▶ [EXTRAHIERTER TEXT]
Norma mochte schon Wagner, was erstaunlich ist, weil er ja normalerweise kein gutes Haar an der italienischen Oper ließ. Und Norma ist durch und durch italienische Oper: Liebe, Eifersucht, Tod und wunderbare Melodien. Seit ich Norma an der Stuttgarter Staatsoper gesehen habe, mag ich sie auch. Hauptgrund war die wirklich phänomenal singende Catherine Naglestad, die auf sehr eindrucksvolle Weise vorgeführt hat, in welche euphorische Verzückung man durch vollendeten Belcanto versetzt werden kann.
Ich zähle mich nicht zu den großen Mozartfans und freue mich durchaus über so ketzerische Aussagen wie den berühmten Kommentar von Glenn Gould zur g-Moll Sinfonie: »Die Sinfonie in g-Moll besteht aus acht bemerkenswerten Takten umgeben von einer halben Stunde Banalität.« Hehe! Allerdings bin ich ein großer Fan von Le Nozze di Figaro. Für mich zweifellos und mit Abstand die beste Mozartoper und eine der besten Opern überhaupt. Wenn es gut läuft, sitzt man im Theater und ist nach zwei Takten Ouvertüre einfach gut drauf. Wenn es nicht so gut läuft, kann es allerdings auch ein langer Abend werden.

▶ [ROHDATEN]

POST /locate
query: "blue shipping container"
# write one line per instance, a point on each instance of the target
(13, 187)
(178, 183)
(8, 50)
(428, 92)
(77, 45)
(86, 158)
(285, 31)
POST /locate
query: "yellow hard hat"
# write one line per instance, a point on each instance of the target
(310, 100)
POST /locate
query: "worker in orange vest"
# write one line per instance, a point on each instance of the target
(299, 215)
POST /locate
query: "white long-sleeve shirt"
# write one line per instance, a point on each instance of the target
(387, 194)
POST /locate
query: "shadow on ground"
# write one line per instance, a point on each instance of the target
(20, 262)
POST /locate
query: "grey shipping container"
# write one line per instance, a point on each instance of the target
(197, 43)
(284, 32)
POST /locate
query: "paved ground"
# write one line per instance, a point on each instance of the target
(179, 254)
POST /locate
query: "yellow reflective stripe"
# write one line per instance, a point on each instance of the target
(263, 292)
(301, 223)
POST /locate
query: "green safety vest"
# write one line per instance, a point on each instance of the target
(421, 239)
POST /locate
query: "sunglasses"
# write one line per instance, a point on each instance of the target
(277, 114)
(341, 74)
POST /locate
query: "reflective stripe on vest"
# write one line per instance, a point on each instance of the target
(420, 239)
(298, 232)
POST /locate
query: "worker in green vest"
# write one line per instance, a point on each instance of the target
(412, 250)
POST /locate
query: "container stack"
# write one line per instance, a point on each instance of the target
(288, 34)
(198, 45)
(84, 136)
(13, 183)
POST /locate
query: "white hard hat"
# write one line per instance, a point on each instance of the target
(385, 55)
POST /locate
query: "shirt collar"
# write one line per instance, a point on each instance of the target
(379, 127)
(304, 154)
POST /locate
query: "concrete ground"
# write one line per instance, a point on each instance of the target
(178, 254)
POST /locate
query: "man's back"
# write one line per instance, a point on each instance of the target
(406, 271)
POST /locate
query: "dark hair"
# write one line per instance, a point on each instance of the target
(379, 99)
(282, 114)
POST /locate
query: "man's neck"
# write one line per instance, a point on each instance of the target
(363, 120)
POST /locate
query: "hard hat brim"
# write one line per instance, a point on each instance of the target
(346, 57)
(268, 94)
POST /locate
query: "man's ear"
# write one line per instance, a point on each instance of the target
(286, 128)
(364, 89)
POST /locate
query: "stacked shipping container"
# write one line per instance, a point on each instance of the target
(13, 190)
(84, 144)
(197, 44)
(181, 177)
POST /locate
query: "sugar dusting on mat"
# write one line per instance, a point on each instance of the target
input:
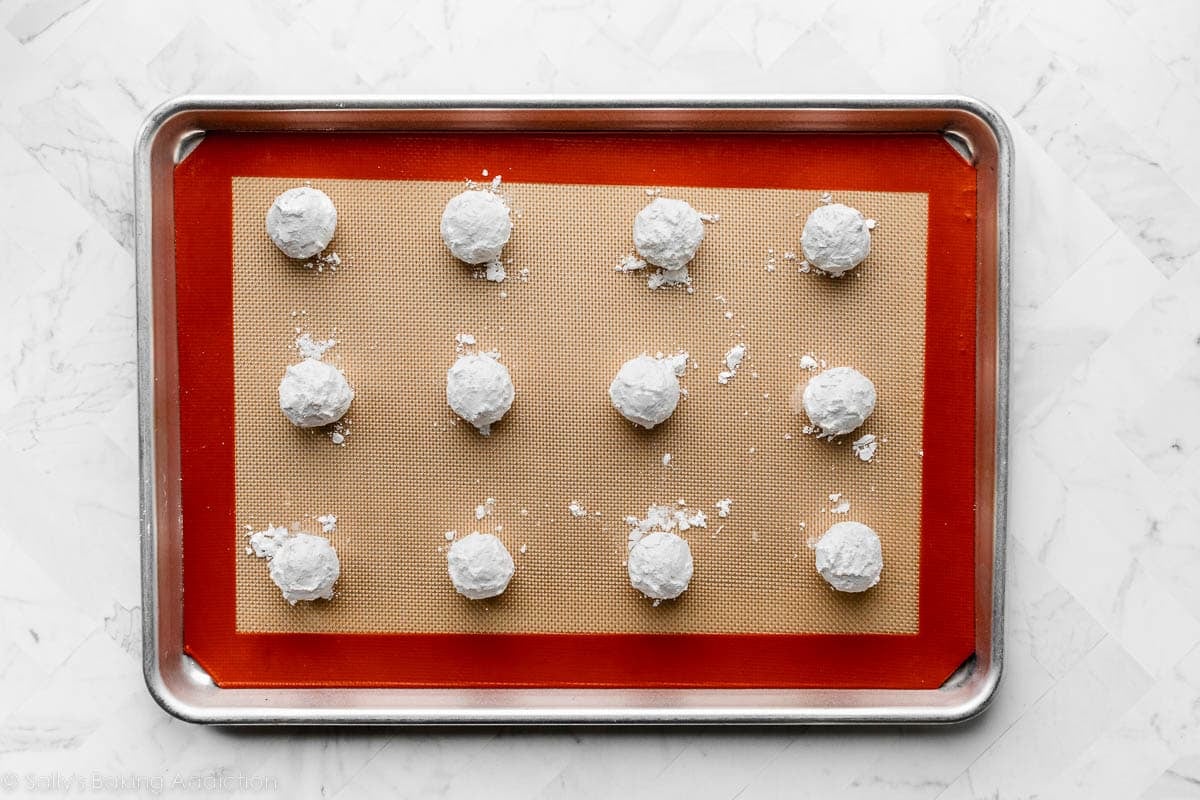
(311, 348)
(732, 361)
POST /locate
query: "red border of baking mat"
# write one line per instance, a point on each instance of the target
(847, 162)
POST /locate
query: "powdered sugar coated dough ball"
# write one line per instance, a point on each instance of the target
(479, 389)
(849, 557)
(301, 222)
(480, 566)
(667, 233)
(313, 394)
(835, 239)
(475, 226)
(660, 565)
(839, 400)
(646, 390)
(305, 567)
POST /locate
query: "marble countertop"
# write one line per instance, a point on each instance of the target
(1101, 691)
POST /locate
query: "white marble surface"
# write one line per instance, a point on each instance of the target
(1102, 695)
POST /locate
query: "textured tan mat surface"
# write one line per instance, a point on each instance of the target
(408, 473)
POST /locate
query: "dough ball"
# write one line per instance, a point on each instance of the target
(835, 239)
(667, 233)
(479, 389)
(313, 394)
(839, 400)
(475, 226)
(660, 565)
(305, 567)
(480, 566)
(849, 557)
(646, 390)
(301, 222)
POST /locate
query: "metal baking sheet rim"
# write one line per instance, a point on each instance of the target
(183, 689)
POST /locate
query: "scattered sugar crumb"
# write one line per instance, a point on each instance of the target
(496, 271)
(630, 264)
(321, 263)
(865, 446)
(485, 509)
(311, 348)
(669, 278)
(732, 361)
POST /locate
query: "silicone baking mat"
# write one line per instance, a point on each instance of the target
(563, 323)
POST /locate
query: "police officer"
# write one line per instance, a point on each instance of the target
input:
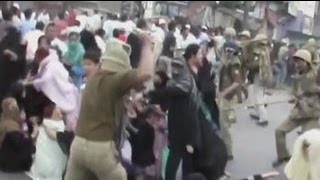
(311, 46)
(230, 79)
(259, 74)
(306, 111)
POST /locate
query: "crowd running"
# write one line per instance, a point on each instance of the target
(88, 97)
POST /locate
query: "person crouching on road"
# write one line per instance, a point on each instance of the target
(101, 110)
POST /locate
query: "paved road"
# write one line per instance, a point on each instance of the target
(254, 146)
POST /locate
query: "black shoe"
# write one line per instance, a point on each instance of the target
(280, 162)
(263, 123)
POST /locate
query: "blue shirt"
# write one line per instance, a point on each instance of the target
(26, 26)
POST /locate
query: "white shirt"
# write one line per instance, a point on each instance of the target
(16, 21)
(83, 19)
(203, 37)
(71, 29)
(183, 43)
(158, 34)
(220, 41)
(96, 21)
(129, 26)
(101, 44)
(109, 26)
(62, 46)
(45, 18)
(31, 38)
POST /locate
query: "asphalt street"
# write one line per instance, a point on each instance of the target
(254, 146)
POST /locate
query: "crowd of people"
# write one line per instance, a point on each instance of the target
(87, 98)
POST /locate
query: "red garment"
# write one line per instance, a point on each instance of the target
(123, 38)
(40, 54)
(61, 25)
(72, 18)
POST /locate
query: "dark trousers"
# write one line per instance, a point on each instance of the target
(173, 162)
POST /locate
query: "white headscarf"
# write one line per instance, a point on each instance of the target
(305, 161)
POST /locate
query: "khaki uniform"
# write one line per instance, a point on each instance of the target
(259, 66)
(305, 114)
(229, 74)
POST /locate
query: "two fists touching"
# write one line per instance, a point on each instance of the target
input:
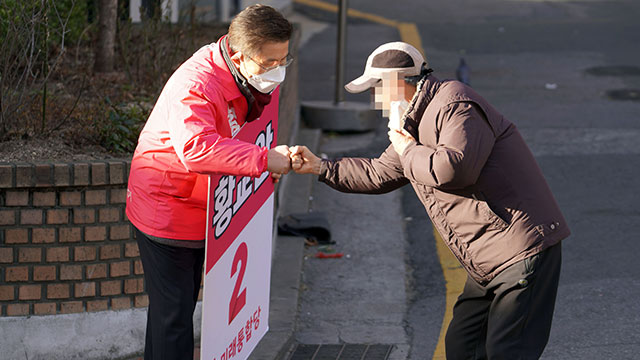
(282, 159)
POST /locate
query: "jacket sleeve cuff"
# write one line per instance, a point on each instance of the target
(264, 160)
(324, 170)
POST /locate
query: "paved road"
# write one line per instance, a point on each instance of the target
(531, 60)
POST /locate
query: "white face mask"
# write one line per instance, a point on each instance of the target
(397, 109)
(266, 82)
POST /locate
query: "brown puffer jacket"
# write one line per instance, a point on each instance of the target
(475, 175)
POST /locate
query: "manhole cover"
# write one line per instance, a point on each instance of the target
(341, 352)
(624, 94)
(619, 70)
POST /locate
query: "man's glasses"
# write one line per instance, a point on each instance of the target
(284, 62)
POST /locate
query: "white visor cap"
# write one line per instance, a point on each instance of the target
(395, 56)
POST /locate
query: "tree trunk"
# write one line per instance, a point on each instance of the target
(107, 24)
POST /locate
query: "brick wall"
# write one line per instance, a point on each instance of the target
(65, 243)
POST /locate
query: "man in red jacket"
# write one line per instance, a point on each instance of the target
(483, 191)
(189, 136)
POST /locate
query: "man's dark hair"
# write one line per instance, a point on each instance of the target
(256, 25)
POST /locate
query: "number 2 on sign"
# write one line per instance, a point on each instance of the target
(237, 302)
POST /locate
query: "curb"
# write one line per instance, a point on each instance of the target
(287, 263)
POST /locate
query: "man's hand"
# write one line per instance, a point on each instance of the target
(279, 160)
(400, 140)
(303, 161)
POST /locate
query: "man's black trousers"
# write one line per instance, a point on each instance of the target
(510, 317)
(172, 278)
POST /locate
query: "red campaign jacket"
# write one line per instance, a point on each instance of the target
(188, 136)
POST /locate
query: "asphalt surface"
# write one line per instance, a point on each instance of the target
(534, 61)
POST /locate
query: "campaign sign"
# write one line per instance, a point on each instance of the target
(235, 306)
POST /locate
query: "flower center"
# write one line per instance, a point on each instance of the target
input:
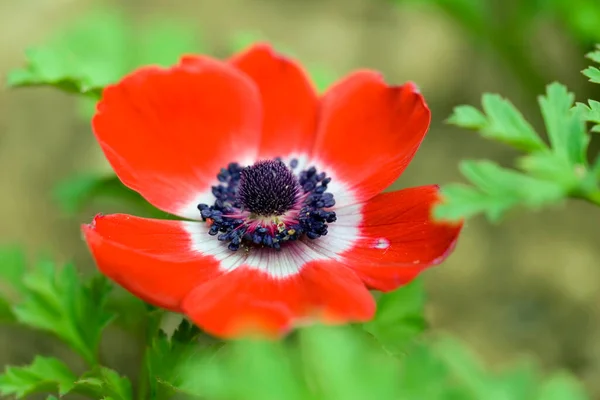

▶ [AUFGABENDETAILS] Gib aus dem Text über Opern den Abschnitt wortgetreu aus, der mit „Ich zähle mich“ beginnt und mit „langer Abend werden.“ endet. Verwende dafür nur den Text.

▶ [AUFGABENERGEBNIS]
Ich zähle mich nicht zu den großen Mozartfans und freue mich durchaus über so ketzerische Aussagen wie den berühmten Kommentar von Glenn Gould zur g-Moll Sinfonie: »Die Sinfonie in g-Moll besteht aus acht bemerkenswerten Takten umgeben von einer halben Stunde Banalität.« Hehe! Allerdings bin ich ein großer Fan von Le Nozze di Figaro. Für mich zweifellos und mit Abstand die beste Mozartoper und eine der besten Opern überhaupt. Wenn es gut läuft, sitzt man im Theater und ist nach zwei Takten Ouvertüre einfach gut drauf. Wenn es nicht so gut läuft, kann es allerdings auch ein langer Abend werden.